* **Selected text**:
——————————

Electroreduction of CO2 to syngas with controllable H2/CO ratios in a wide potential range over Ni–N co-doped ultrathin carbon nanosheets

Kaining Gan , Hongqiang Li *, Ran Li , Jiabao Niu , Jun He , Dedong Jia and Xiaojun He *
School of Chemistry and Chemical Engineering, Anhui Key Laboratory of Coal Clean Conversion and High Valued Utilization, Key Laboratory of Metallurgical Emission Reduction & Resources Recycling, Ministry of Education, Anhui University of Technology, Maanshan 243002, P. R. China. E-mail: hqli2020@ahut.edu.cn; xjhe@ahut.edu.cn

Received 15th January 2023 , Accepted 9th March 2023

First published on 10th March 2023


Abstract

The conversion of CO2 to syngas (H2 and CO) via electrochemical reduction has been considered a promising strategy to mitigate the greenhouse effect. However, it is a great challenge to control H2/CO ratios over a wide voltage window. Herein, a new method of fabricating Ni–N co-doped carbon nanosheets by molten salt-assisted pyrolysis, impregnation and re-carbonization is proposed. Benefiting from their ultrathin structure and tunable Ni–Nx active site content, the H2/CO ratios can be adjusted from 1/2 to 2/1 within a wide applied voltage range (−0.7 to −1.3 V vs. RHE). After electrochemical stability testing for 10 h, the current density and H2/CO ratios remained almost constant, revealing robust long-term stability. This work may benefit the construction of efficient and low-budget electrocatalysts for the production of tunable syngas.

——————————

* **Task instructions**:
Quote the abstract on syngas electroreduction word for word, beginning at the words "First published on" and ending after "of tunable syngas.".

* **Extracted data**:
——————————

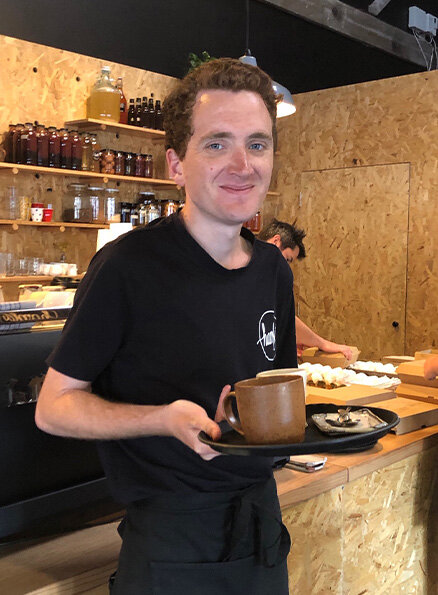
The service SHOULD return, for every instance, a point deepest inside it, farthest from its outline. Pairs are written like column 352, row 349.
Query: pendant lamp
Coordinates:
column 286, row 106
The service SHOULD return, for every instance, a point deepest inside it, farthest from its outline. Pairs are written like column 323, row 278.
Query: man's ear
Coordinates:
column 175, row 167
column 276, row 240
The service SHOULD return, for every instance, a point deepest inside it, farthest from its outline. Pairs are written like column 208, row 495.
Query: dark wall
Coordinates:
column 157, row 35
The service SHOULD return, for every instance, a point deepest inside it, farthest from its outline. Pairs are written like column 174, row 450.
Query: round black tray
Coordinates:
column 232, row 442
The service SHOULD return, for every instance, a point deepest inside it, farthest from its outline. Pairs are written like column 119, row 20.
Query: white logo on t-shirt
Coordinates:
column 267, row 328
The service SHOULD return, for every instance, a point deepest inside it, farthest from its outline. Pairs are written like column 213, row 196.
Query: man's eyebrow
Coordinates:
column 220, row 135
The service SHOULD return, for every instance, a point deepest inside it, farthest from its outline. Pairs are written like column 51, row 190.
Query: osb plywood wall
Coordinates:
column 384, row 122
column 51, row 86
column 376, row 535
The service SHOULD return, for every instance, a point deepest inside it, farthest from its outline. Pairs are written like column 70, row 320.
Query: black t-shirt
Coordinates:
column 155, row 320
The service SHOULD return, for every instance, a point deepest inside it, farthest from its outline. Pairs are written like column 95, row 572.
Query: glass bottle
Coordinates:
column 137, row 115
column 149, row 167
column 29, row 145
column 76, row 205
column 97, row 202
column 95, row 153
column 158, row 115
column 42, row 146
column 131, row 113
column 123, row 117
column 76, row 150
column 125, row 212
column 8, row 143
column 104, row 100
column 151, row 110
column 65, row 148
column 145, row 113
column 87, row 155
column 16, row 143
column 107, row 161
column 119, row 163
column 54, row 147
column 129, row 164
column 111, row 200
column 139, row 165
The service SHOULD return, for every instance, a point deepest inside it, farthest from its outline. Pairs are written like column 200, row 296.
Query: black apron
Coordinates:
column 205, row 544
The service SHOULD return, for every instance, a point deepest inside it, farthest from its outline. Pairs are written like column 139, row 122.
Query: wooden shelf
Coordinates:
column 15, row 168
column 91, row 125
column 61, row 224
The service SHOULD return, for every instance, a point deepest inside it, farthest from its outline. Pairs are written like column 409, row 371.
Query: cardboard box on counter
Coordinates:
column 413, row 414
column 413, row 373
column 427, row 394
column 426, row 353
column 313, row 355
column 357, row 394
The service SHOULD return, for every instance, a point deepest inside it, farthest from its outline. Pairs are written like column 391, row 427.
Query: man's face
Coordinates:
column 227, row 167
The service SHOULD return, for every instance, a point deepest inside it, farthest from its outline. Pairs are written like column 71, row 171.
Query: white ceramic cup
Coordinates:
column 287, row 372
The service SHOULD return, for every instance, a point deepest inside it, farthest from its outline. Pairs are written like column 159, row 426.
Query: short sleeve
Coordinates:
column 96, row 325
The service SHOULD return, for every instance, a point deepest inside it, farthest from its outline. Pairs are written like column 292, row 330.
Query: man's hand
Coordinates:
column 330, row 347
column 184, row 420
column 431, row 368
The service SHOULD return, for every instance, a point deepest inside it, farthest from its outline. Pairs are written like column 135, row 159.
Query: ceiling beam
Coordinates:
column 356, row 24
column 377, row 6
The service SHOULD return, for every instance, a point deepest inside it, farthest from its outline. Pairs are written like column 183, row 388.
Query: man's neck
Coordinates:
column 221, row 241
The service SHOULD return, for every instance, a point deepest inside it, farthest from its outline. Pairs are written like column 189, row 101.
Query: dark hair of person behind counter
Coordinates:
column 290, row 236
column 224, row 74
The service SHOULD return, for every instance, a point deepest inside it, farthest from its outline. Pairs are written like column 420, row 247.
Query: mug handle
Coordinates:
column 229, row 413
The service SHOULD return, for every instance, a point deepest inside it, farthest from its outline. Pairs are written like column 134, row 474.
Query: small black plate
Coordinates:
column 233, row 443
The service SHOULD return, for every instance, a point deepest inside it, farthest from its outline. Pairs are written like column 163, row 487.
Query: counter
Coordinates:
column 366, row 524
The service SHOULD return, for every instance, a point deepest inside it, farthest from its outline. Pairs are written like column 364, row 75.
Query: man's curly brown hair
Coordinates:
column 226, row 74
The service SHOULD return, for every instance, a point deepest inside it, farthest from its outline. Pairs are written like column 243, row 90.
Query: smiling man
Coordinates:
column 167, row 318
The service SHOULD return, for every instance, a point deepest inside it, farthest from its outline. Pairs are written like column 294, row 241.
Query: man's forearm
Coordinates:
column 81, row 414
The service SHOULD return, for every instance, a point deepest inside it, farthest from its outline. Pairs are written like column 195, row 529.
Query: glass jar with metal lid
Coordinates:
column 97, row 201
column 111, row 202
column 76, row 204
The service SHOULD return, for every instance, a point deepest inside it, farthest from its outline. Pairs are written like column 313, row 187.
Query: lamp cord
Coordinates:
column 248, row 52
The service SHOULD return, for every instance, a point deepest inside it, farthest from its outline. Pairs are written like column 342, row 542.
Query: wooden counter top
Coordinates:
column 296, row 486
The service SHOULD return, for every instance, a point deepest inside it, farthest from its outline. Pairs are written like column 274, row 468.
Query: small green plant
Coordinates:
column 195, row 61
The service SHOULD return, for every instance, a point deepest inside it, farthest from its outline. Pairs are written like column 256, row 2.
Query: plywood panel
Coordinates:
column 354, row 278
column 380, row 122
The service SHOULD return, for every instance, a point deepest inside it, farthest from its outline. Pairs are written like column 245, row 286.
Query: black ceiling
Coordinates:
column 157, row 35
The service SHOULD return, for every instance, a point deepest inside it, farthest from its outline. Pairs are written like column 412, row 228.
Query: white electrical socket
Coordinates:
column 421, row 21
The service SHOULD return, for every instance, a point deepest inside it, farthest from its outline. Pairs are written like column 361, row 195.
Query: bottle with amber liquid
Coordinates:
column 76, row 150
column 158, row 115
column 16, row 143
column 42, row 146
column 151, row 110
column 104, row 100
column 8, row 143
column 131, row 113
column 123, row 119
column 28, row 145
column 54, row 147
column 65, row 148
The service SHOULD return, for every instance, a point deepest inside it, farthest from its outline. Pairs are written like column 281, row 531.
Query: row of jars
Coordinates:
column 126, row 164
column 95, row 204
column 146, row 209
column 36, row 144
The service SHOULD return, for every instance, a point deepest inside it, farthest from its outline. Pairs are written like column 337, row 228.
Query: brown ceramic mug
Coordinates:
column 272, row 410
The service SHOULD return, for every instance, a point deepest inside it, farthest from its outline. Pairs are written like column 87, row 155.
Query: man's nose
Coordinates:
column 240, row 162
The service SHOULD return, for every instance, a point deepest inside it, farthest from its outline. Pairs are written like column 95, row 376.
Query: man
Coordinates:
column 166, row 319
column 289, row 240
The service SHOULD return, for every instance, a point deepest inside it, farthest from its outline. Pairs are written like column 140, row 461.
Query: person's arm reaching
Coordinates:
column 308, row 338
column 66, row 407
column 431, row 368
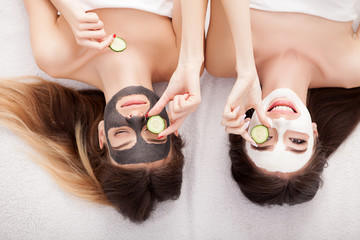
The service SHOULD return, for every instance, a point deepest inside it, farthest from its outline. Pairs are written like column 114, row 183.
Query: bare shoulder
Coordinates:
column 352, row 65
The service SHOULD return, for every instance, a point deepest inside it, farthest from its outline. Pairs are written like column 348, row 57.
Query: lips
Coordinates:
column 282, row 106
column 133, row 103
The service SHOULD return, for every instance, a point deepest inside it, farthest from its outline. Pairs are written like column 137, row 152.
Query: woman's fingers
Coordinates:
column 160, row 105
column 95, row 44
column 89, row 17
column 262, row 116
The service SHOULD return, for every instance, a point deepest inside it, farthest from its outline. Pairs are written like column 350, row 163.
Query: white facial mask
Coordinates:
column 281, row 160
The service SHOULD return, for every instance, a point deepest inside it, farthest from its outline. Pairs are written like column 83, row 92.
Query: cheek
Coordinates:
column 253, row 121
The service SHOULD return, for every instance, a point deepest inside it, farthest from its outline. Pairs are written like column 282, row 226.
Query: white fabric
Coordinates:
column 33, row 206
column 337, row 10
column 279, row 159
column 160, row 7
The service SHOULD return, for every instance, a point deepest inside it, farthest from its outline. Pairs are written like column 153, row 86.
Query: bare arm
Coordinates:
column 87, row 28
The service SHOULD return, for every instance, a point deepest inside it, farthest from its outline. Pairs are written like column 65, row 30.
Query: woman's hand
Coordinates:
column 245, row 94
column 183, row 93
column 87, row 28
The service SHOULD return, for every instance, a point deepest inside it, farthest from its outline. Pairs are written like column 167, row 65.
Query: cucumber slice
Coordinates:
column 118, row 45
column 259, row 133
column 156, row 124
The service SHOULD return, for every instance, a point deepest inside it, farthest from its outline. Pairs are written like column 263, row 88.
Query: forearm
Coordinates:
column 238, row 16
column 193, row 31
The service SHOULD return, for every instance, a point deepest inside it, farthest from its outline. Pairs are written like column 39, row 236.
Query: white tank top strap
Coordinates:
column 160, row 7
column 337, row 10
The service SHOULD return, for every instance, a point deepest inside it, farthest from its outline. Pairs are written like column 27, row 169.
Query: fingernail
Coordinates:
column 270, row 121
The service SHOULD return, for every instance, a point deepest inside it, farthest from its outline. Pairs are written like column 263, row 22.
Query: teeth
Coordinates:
column 283, row 108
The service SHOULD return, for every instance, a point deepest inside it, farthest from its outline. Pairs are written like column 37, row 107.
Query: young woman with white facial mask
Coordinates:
column 296, row 64
column 96, row 142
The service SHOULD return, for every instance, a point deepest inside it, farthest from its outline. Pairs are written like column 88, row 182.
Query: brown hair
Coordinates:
column 336, row 112
column 61, row 124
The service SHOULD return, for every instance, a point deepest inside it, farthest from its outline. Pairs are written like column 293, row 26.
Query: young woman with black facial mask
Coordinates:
column 297, row 64
column 96, row 142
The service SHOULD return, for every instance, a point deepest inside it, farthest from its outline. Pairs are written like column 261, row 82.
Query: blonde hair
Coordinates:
column 39, row 112
column 61, row 124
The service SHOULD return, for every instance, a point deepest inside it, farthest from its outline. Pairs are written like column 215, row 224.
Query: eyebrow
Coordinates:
column 122, row 145
column 296, row 150
column 261, row 148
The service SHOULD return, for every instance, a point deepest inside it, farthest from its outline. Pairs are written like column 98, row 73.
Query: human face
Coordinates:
column 291, row 138
column 128, row 138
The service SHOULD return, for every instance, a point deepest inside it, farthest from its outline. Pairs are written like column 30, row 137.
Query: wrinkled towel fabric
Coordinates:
column 160, row 7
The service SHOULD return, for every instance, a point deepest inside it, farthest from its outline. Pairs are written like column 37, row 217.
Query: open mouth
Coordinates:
column 282, row 106
column 133, row 103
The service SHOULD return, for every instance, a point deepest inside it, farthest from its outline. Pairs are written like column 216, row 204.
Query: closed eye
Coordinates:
column 297, row 141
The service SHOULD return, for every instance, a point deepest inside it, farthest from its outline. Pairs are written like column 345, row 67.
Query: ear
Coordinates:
column 101, row 134
column 316, row 133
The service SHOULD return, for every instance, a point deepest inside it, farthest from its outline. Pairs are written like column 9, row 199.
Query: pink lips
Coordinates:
column 282, row 103
column 132, row 103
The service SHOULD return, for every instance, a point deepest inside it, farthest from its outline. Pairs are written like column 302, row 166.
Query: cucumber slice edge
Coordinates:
column 259, row 133
column 118, row 44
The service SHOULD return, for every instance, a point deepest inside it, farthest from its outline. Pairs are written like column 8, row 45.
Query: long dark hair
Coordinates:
column 336, row 112
column 61, row 124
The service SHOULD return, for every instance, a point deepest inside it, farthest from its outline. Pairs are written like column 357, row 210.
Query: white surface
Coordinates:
column 337, row 10
column 211, row 206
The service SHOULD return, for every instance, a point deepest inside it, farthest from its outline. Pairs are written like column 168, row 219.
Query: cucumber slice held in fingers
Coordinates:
column 118, row 45
column 156, row 124
column 259, row 133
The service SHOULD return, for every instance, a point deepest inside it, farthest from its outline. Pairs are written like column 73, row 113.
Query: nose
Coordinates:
column 136, row 120
column 138, row 114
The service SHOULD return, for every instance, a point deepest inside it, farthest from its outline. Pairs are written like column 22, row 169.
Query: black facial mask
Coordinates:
column 141, row 152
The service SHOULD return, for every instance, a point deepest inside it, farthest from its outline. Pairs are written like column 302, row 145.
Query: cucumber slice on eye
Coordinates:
column 118, row 45
column 259, row 133
column 156, row 124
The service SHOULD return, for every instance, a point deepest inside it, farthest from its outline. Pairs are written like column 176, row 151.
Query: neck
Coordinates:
column 289, row 70
column 121, row 73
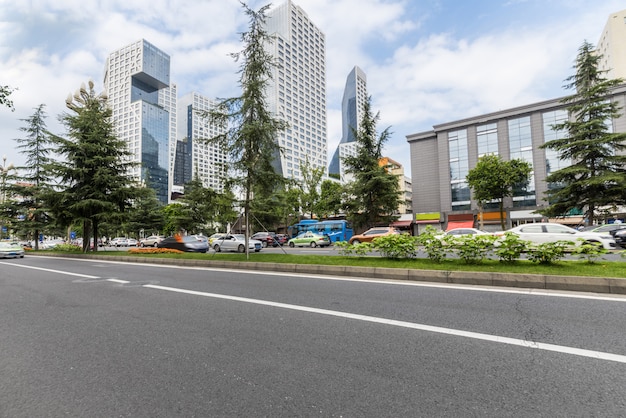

——————————

* **Task result**:
First published on 10th March 2023


Abstract

The conversion of CO2 to syngas (H2 and CO) via electrochemical reduction has been considered a promising strategy to mitigate the greenhouse effect. However, it is a great challenge to control H2/CO ratios over a wide voltage window. Herein, a new method of fabricating Ni–N co-doped carbon nanosheets by molten salt-assisted pyrolysis, impregnation and re-carbonization is proposed. Benefiting from their ultrathin structure and tunable Ni–Nx active site content, the H2/CO ratios can be adjusted from 1/2 to 2/1 within a wide applied voltage range (−0.7 to −1.3 V vs. RHE). After electrochemical stability testing for 10 h, the current density and H2/CO ratios remained almost constant, revealing robust long-term stability. This work may benefit the construction of efficient and low-budget electrocatalysts for the production of tunable syngas.